• **Data to use**
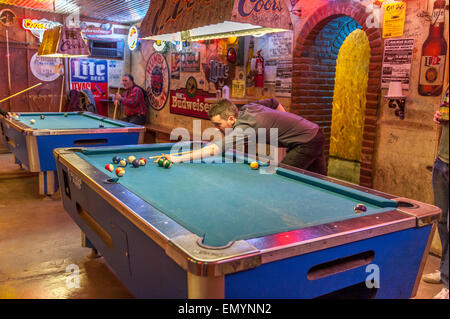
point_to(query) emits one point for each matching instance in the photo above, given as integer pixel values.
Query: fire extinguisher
(259, 76)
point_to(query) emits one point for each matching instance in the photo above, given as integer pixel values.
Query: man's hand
(437, 117)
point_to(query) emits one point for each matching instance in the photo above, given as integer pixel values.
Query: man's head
(223, 114)
(128, 81)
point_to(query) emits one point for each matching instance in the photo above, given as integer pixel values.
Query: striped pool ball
(161, 161)
(123, 162)
(142, 161)
(120, 171)
(116, 159)
(167, 163)
(360, 208)
(254, 165)
(135, 163)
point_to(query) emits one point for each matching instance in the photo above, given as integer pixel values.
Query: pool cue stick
(9, 68)
(117, 101)
(152, 157)
(60, 98)
(31, 87)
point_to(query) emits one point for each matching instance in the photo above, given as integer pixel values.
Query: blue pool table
(219, 229)
(32, 143)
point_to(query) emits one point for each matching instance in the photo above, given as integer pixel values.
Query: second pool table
(32, 143)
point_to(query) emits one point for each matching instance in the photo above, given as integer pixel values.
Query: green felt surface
(224, 202)
(53, 121)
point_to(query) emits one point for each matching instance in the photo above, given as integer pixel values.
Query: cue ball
(167, 163)
(161, 161)
(135, 163)
(254, 165)
(116, 159)
(123, 162)
(120, 171)
(360, 208)
(142, 161)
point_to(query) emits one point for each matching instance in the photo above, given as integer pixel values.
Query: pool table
(32, 143)
(218, 229)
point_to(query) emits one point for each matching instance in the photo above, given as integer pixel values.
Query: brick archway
(313, 77)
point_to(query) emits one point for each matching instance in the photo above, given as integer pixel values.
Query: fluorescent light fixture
(216, 31)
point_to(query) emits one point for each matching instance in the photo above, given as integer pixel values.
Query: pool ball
(254, 165)
(123, 162)
(116, 159)
(142, 161)
(120, 171)
(135, 163)
(360, 208)
(167, 163)
(161, 161)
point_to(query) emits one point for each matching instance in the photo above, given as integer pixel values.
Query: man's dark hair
(224, 108)
(130, 77)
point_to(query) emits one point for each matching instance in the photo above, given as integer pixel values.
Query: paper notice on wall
(283, 81)
(397, 61)
(394, 19)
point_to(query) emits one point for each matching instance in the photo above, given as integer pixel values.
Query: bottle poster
(394, 19)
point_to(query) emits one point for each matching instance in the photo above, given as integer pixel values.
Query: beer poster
(89, 74)
(394, 19)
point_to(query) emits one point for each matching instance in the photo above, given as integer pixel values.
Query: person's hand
(437, 117)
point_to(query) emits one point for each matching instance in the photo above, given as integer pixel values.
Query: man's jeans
(440, 189)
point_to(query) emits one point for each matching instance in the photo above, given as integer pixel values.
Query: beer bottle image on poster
(434, 50)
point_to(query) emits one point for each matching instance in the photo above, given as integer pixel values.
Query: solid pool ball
(123, 162)
(135, 163)
(254, 165)
(142, 161)
(116, 159)
(360, 208)
(120, 171)
(167, 163)
(161, 161)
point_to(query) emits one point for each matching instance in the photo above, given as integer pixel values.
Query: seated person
(132, 99)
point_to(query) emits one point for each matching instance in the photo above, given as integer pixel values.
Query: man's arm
(204, 152)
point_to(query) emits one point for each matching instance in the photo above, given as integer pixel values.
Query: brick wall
(314, 68)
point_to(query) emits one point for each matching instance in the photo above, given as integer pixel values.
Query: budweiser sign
(38, 27)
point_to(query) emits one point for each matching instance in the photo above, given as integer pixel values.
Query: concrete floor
(40, 244)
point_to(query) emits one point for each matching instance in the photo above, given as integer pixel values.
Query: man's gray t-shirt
(292, 129)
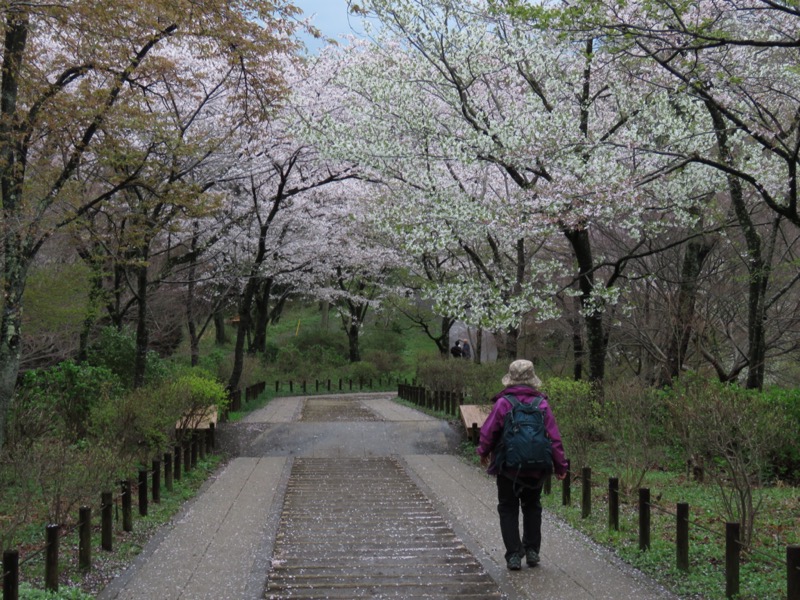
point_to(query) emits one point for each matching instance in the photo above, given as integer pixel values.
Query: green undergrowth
(763, 570)
(75, 584)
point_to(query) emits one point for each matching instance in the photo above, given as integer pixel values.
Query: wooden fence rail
(733, 545)
(438, 400)
(196, 443)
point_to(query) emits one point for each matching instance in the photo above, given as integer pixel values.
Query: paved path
(231, 541)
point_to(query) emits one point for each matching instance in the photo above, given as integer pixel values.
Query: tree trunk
(697, 250)
(353, 342)
(15, 267)
(142, 333)
(758, 268)
(443, 339)
(245, 306)
(194, 340)
(325, 309)
(15, 262)
(93, 308)
(578, 350)
(220, 335)
(596, 340)
(260, 317)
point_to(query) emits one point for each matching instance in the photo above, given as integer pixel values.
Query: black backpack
(524, 444)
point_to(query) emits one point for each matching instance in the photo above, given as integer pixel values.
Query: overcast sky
(331, 18)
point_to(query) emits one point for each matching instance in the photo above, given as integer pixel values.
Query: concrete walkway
(220, 547)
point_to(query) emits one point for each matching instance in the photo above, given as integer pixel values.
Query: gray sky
(331, 18)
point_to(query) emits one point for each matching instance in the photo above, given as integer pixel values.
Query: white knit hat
(520, 372)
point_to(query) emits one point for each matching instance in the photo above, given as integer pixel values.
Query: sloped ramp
(360, 528)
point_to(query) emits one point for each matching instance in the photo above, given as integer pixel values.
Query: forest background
(607, 189)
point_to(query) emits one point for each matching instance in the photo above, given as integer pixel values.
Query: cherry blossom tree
(737, 60)
(66, 70)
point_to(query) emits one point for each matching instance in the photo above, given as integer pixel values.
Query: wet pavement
(356, 496)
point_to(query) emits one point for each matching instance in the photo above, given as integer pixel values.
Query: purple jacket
(493, 428)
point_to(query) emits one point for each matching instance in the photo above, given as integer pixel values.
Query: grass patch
(762, 571)
(75, 584)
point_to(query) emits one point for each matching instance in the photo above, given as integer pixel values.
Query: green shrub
(116, 350)
(331, 344)
(26, 592)
(478, 382)
(361, 371)
(385, 362)
(61, 399)
(58, 477)
(732, 433)
(144, 420)
(784, 461)
(579, 417)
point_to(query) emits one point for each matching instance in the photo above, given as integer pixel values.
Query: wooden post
(177, 464)
(51, 559)
(732, 550)
(793, 572)
(85, 538)
(586, 492)
(143, 492)
(107, 521)
(10, 575)
(156, 481)
(187, 456)
(682, 537)
(613, 503)
(168, 471)
(194, 448)
(127, 506)
(644, 519)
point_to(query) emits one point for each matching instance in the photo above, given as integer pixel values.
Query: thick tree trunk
(697, 250)
(15, 267)
(325, 309)
(759, 268)
(194, 339)
(443, 339)
(93, 309)
(596, 340)
(260, 317)
(15, 263)
(142, 332)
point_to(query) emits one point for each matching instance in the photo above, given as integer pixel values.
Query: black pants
(525, 494)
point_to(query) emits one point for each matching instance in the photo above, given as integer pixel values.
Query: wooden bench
(474, 414)
(198, 419)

• **Given task**
Your copy should repeat each entry above exactly but contain no pictures.

• **Answer in full**
point_to(query) emits one point for each matching instance in the photo above, given as integer pixel values.
Query: fire extinguisher
(259, 76)
point_to(query) emits one point for each matching instance in the photo above, given as integer pixel values.
Query: man's hand
(437, 117)
point_to(query) emits one point for each matching instance in the photo above, given as integer pixel values.
Query: man's head
(223, 114)
(128, 81)
point_to(query) emits one point for each matching instance in the photo above, given as integer pixel values.
Query: striped pool ball
(161, 161)
(123, 162)
(142, 161)
(120, 171)
(116, 159)
(167, 163)
(360, 208)
(254, 165)
(135, 163)
point_to(query) emits one point for each matching instance in the photo above, given as integer pixel values.
Query: pool cue stick
(9, 68)
(117, 101)
(152, 157)
(60, 98)
(31, 87)
point_to(query) emits one point for each matching instance in the photo above, given as integer pixel values.
Query: blue pool table
(219, 229)
(32, 143)
point_to(query) emits one point for each matching instance in the photo above, given as integer pixel values.
Query: second pool table
(32, 143)
point_to(query) emits one point for each matching instance in the photo above, given as integer pixel values.
Query: green felt surface
(224, 202)
(53, 121)
point_to(query) emits one point for each matching instance in the photo above, given as integer pixel values.
Query: cue ball
(167, 163)
(161, 161)
(135, 163)
(254, 165)
(116, 159)
(123, 162)
(120, 171)
(360, 208)
(142, 161)
point_to(query) emits one point for each matching instance in the photo above, given as integer pixel values.
Query: pool table
(32, 143)
(218, 229)
point_to(query) emits one point for each matching instance in the photo above, given as integer pixel values.
Query: brick archway
(313, 77)
point_to(query) emits one point for each matching instance in the photo above, given as integer pixel values.
Query: fluorescent light fixture
(216, 31)
point_to(query) emits one point for each matching instance in the photo above, given as integer pixel values.
Query: pool ball
(254, 165)
(123, 162)
(116, 159)
(142, 161)
(120, 171)
(135, 163)
(360, 208)
(167, 163)
(161, 161)
point_to(query) emits one point for each matching instance in the photo above, given as integer pixel values.
Query: man's dark hair
(224, 108)
(130, 77)
point_to(query) emits one point for each matching instance in the photo above, given as integer pixel values.
Query: paper notice on wall
(283, 81)
(397, 61)
(394, 19)
point_to(query) emits one point for each matching instance in the photo above, given as integer pixel values.
Query: bottle poster
(394, 19)
point_to(query) emits one point for each matching instance in the photo above, given as integer pixel values.
Query: beer poster
(89, 74)
(394, 19)
point_to(query) emits one point for each matching instance in the photo above, given as integer pixel values.
Query: person's hand
(437, 117)
point_to(query) emits one point for each matching instance in the photo above, given as integer pixel values.
Query: man's jeans
(440, 189)
point_to(query) emits one point for each matching instance in the photo above, given as integer pixel values.
Query: beer bottle image on poster
(434, 50)
point_to(query) emits one point for each matching instance in the photo above, given as integer pixel values.
Query: solid pool ball
(123, 162)
(135, 163)
(254, 165)
(142, 161)
(116, 159)
(360, 208)
(120, 171)
(167, 163)
(161, 161)
point_to(query) emits one point for each matching instance in the photo above, given as integer pixel values.
Query: seated person
(132, 99)
point_to(query) emits one point for each matching instance in the photo above, given as integer pixel values.
Query: man's arm
(204, 152)
point_to(query) emits one point for each matching instance in the photo above, given as integer pixel values.
Query: brick wall
(314, 68)
point_to(query) emits one point for each matching instance in the photo above, given as integer pixel values.
Query: budweiser sign
(38, 27)
point_to(query) emits one point for each matching instance in the photo above, given as integer pixel values.
Query: concrete floor
(40, 244)
point_to(query) emits one point for each matching instance in the photo above, given as integer pixel values.
Query: man's gray t-shirt
(292, 129)
point_to(query) emits one point for each matching instance in the photo above, given as integer pixel values.
Query: green undergrowth
(763, 570)
(75, 584)
point_to(query) emits one point for each matching instance in the photo above, given as integer pixel values.
Query: wooden fence rail
(733, 545)
(438, 400)
(196, 443)
point_to(query) emits one point for each matching instance in the photo above, given as integer pixel values.
Query: paved path
(231, 541)
point_to(query) emits one point for each matching instance in the photo above, given as integer pixel values.
Query: tree trunk
(697, 250)
(353, 342)
(15, 267)
(142, 333)
(758, 268)
(443, 339)
(245, 306)
(194, 340)
(325, 309)
(15, 262)
(93, 308)
(578, 350)
(220, 335)
(596, 340)
(260, 317)
point_to(query) emits one point for each matching instance in the photo above, given as integer pixel values.
Query: black backpack
(524, 444)
point_to(query) emits one point for each matching instance in the photo above, given as integer pixel values.
Query: overcast sky
(331, 18)
point_to(query) emits one point for each matching instance in the photo above, given as integer pixel values.
Query: concrete walkway
(220, 547)
point_to(query) emits one point for each matching instance in the photo above, given as integer pixel values.
Query: gray sky
(331, 18)
point_to(query) emits one point for each matching instance in the photo above, given as integer pixel values.
Query: white knit hat
(520, 372)
point_to(query) emits one point for each matching instance in the photo above, given as integer pixel values.
Query: sloped ramp
(360, 528)
point_to(query) emits one point for each matching instance in the photo above, given as integer pixel values.
Query: forest background
(607, 189)
point_to(query) emits one point for each matching instance in the photo above, given as integer pixel values.
Query: cherry blossom tree
(737, 60)
(66, 70)
point_to(query) emits one point for each matching instance in the photo above, given as integer pixel values.
Query: wet pavement
(356, 496)
point_to(query) emits one point for each matching instance in the photo above, given as integer pixel values.
Query: purple jacket
(493, 428)
point_to(query) emits one point for each matching instance in the photo above, given as integer pixel values.
Query: grass patch
(762, 571)
(75, 584)
point_to(query) emits one point for each matching instance in the photo above, given as integer pixel values.
Query: green shrub
(116, 350)
(331, 344)
(26, 592)
(478, 382)
(361, 371)
(385, 362)
(61, 399)
(58, 477)
(732, 433)
(144, 420)
(784, 461)
(579, 417)
point_to(query) emits one point for each matching instance in the photo above, given as integer pixel values.
Query: wooden post
(177, 464)
(51, 559)
(732, 550)
(793, 572)
(85, 538)
(586, 492)
(143, 492)
(107, 521)
(10, 575)
(156, 481)
(187, 456)
(682, 537)
(613, 503)
(168, 471)
(194, 448)
(127, 506)
(644, 519)
point_to(query) emits one point for each matching instance in the photo above, given as integer pixel values.
Query: thick tree trunk
(697, 250)
(15, 267)
(325, 309)
(759, 268)
(194, 339)
(443, 339)
(93, 309)
(596, 340)
(260, 317)
(15, 263)
(142, 332)
point_to(query) emits one point for each matching instance in the photo above, given as integer pixel values.
Query: black pants
(525, 494)
point_to(query) emits one point for each matching instance in the photo above, given as integer pixel values.
Query: wooden bench
(474, 414)
(198, 419)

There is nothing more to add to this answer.